Arrange every line of the records below as a Markdown table with the columns No. and Line, numbering each row and omitting blank lines. Leave the pictures out of the table.

# Entries supplied
..............................

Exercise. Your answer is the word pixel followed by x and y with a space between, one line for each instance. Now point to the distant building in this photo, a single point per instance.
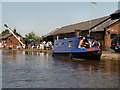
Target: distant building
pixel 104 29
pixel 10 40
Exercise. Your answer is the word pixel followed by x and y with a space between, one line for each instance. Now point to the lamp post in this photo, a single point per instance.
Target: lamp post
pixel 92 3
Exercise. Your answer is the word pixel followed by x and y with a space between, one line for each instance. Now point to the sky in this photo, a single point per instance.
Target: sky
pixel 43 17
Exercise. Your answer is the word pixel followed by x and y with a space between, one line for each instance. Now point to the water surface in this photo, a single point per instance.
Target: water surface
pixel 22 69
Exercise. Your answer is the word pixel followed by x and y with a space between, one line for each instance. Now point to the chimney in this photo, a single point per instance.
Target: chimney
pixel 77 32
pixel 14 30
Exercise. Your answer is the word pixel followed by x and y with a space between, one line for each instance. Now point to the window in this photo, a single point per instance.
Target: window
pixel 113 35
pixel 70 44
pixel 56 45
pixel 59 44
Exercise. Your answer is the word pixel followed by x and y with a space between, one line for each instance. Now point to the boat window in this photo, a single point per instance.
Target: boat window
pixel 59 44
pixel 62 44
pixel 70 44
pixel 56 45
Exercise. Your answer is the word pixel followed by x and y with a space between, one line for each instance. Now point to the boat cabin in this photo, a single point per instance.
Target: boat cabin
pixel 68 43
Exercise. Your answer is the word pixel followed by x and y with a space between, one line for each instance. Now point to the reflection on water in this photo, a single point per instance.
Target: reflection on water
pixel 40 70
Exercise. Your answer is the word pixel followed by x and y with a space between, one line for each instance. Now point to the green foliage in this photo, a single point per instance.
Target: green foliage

..............................

# Response below
| No. | Line |
|---|---|
| 1 | Exercise. Your answer is the word pixel followed by x and y with a space between, one line for each instance. Now point to the distant building in this photo, a single point per instance. |
| 2 | Target: distant building |
| 3 | pixel 104 29 |
| 4 | pixel 10 40 |
| 5 | Exercise. Your answer is the word pixel followed by x and y with a space between, one line for each instance. Now point to the lamp post in this photo, a single point per instance. |
| 6 | Target: lamp post |
| 7 | pixel 92 3 |
| 8 | Exercise. Your answer is the word pixel followed by x and y with a space between, one line for each instance. Now point to the sky in this photo, a single point per instance. |
| 9 | Target: sky |
| 10 | pixel 43 17 |
| 11 | Exercise. Your answer is the word pixel followed by x and y with a space between, one line for each instance. Now point to the water surface in this photo, a single point per instance. |
| 12 | Target: water surface |
| 13 | pixel 22 69 |
| 14 | Exercise. Your answer is the word pixel followed by x and y with a space between, one line for each instance. Now point to the chimney in this photo, a single point per instance. |
| 15 | Target: chimney |
| 16 | pixel 77 32 |
| 17 | pixel 14 30 |
| 18 | Exercise. Your answer is the word pixel followed by x and y with a space between, one line for each instance. Now point to the window in this photo, a single point per instance. |
| 19 | Target: window |
| 20 | pixel 113 35 |
| 21 | pixel 70 44 |
| 22 | pixel 56 45 |
| 23 | pixel 59 44 |
| 24 | Exercise. Your answer is the word pixel followed by x and y with a space between, one line for each instance. Now point to the boat window in this photo, a single point per instance. |
| 25 | Target: boat window |
| 26 | pixel 59 44 |
| 27 | pixel 62 44 |
| 28 | pixel 70 44 |
| 29 | pixel 56 45 |
| 30 | Exercise. Your answer is the word pixel followed by x and y with a space between, one line for each instance. Now point to the boat cabin in this photo, a single point per instance. |
| 31 | Target: boat cabin |
| 32 | pixel 68 43 |
| 33 | Exercise. Your answer is the word pixel followed by x and y with a space between, one line for each instance. Now point to the reflection on water in this photo, a single point per instance. |
| 34 | Target: reflection on water |
| 35 | pixel 40 70 |
| 36 | Exercise. Your answer is the word pixel followed by x and y with a space between, one line for each instance. Now point to the green foliage in this photo, a single point per instance. |
| 37 | Target: green foliage |